So what’s the outlook on the pathway for central banks from here? Well, Tagliaferro believes that there is some hope that inflation will come down rapidly at some point.
“Obviously, the oil price isn’t going to double again… And the supply chain disruptions may sort themselves out. So there are signs that some parts of what’s caused high inflation are coming off,” he said.
“But on the other hand, we potentially have an issue with wages. While unemployment is low and the cost of living has gone up so much in various parts of the world, people are going to rightly want more wages, which in itself is inflationary.”
In addition, it doesn’t help that the Australian dollar has fallen rapidly in recent months and that we import most of our goods. Meaning, we are likely going to suffer through higher prices in the next few months.
“I think there is still a bit of water to go under the bridge,” Tagliaferro said.
“When you look at how equity markets have reacted in the last few weeks, I think they’re already assuming that inflation’s going to come off and that rates won’t have to go too high, and at some point, they’re going to start coming down.
“There is a risk to that scenario. Inflation could prove to be a bit more sticky, and wages growth could come through. And in Australia, we have the additional problem of the lower dollar causing price rises. Inflation may be a lot stickier than what central banks are assuming.”
Simon Conn and Anton Tagliaferro on day dot of IML.
Where Anton Tagliaferro is seeing value (and spoiler alert: it’s still not tech)
While 2022 has been a notable year for a slew of reasons, the one thing that certainly will remain in investors’ minds is this – it’s been a good year for energy and a very, very bad year for tech.
Since the beginning of the year, the S&P/ASX All Tech Index has fallen 33%. Energy, on the other hand, is up a whopping 46%. But even that derating in tech is not enough to lure in a seasoned value investor like Tagliaferro.
“If you look at the Australian tech sector, there aren’t many good quality companies, to be honest,” he said.
“Their valuations are still relatively high. We’re seeing a few takeovers in Australia of some tech companies, which is probably a good sign, but I’d still be cautious of the tech sector here in Australia.”
In the US, on the other hand, household names like Facebook/Meta Platforms (NASDAQ: META) and Alphabet/Google (NASDAQ: GOOGL) are extremely profitable and have come down 40-70%.
“These are extremely valuable global brand names generating huge cash flows with cash on balance sheets,” Tagliaferro said.
“Some of those are probably beginning to look interesting from a long-term point of view.”
So there’s not a single quality tech company in Australia? I asked (somewhat desperately). Well, Tagliaferro concedes that IML does own “a few”. He points to Infomedia (ASX: IFM) as his pick of the bunch but reiterates that Australia continues to come up short compared to the US.
So if not tech, where is Tagliaferro finding value? Well, with the recent rally (bear market bounce or not), it’s become more difficult to uncover the gems, he said. But Aurizon Holdings (ASX: AZJ) continues to impress.

Entries supplied —
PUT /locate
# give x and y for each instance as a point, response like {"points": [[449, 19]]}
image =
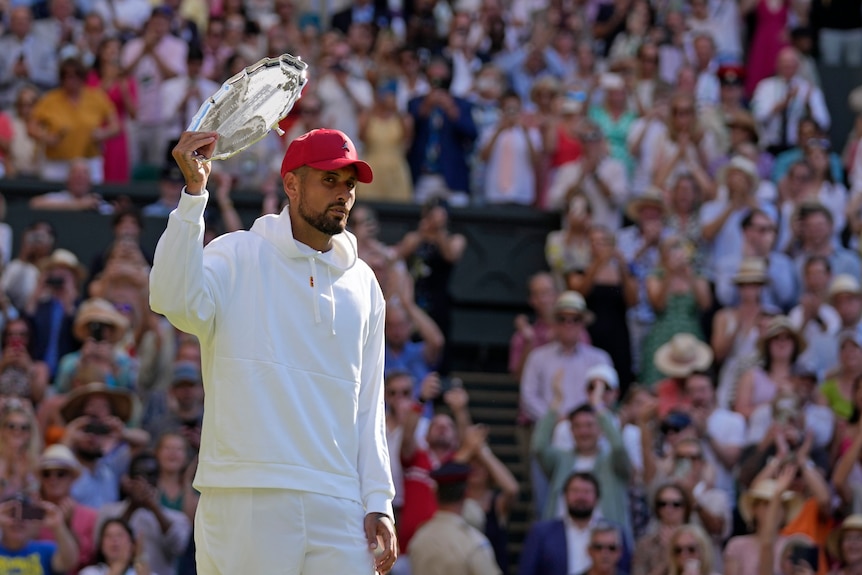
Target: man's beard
{"points": [[322, 222], [580, 512]]}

Work to do —
Extend the article on where Anton Tagliaferro sees inflation and value, picking up right after its last sentence. The rows were drawn from a separate source.

Output below —
“It has very stable revenues. Okay, coal is a bit on the nose in Australia. The rest of the world seems very happy to consume our coal … But Aurizon has long-term contracts,” he said.
“Obviously, the coal sector’s doing very well, so its customers are doing very well, which helps when you’re negotiating prices. And Aurizon has a very good management team.”
Aurizon has been busy expanding into moving bulk commodities – such as iron ore, cement, bauxite, alumina, base metals, grain, livestock, and fertiliser.
“Coal is in long-term decline over the next 20-odd years, so their plan is to use the cash flow from their coal haulage to expand the bulk operations,” Tagliaferro added.
He also pointed to GUD Holdings (ASX: GUD) as a recent purchase on share price weakness.
However, until we know how badly impacted the global economy is going to be in 2023, it’s quite difficult to accurately assess company earnings, Tagliaferro said, making it ever the more difficult to value companies and ultimately, be an investor in this day and age.
The IML team accepting the Money Management/Lonsec Fund Manager of the Year 2012 award for Australian Equities.
The most consistent performers from Tagliaferro’s career
Tagliaferro pointed to Amcor (ASX: AMC) as a long-term, resilient performer, despite its fair share of “ups and downs” over the last 20 years. From 1986, when he first looked at the company, Amcor has since expanded from being a domestic packaging and paper company to being one of the largest packaging giants in the world.
“There were times when I owned it when people would say, ‘Why do you own it? It’s a bit of a dog.’ But Amcor, through luck or good management, has made a couple of very good acquisitions in the last 10 to 12 years,” he said.
“They took over the Alcoa assets in 2009, right at the bottom of the cycle for a very cheap price. That really helped their growth. And about three or four years ago they took over Bemis and extracted another $200 million in synergies.”
He also pointed to Sonic Healthcare (ASX: SHL) as another all-time great.
“Sonic Healthcare started off with a couple of pathology labs in Australia. They expanded those over time. They have had the same management team there for the last 33 years,” Tagliaferro said.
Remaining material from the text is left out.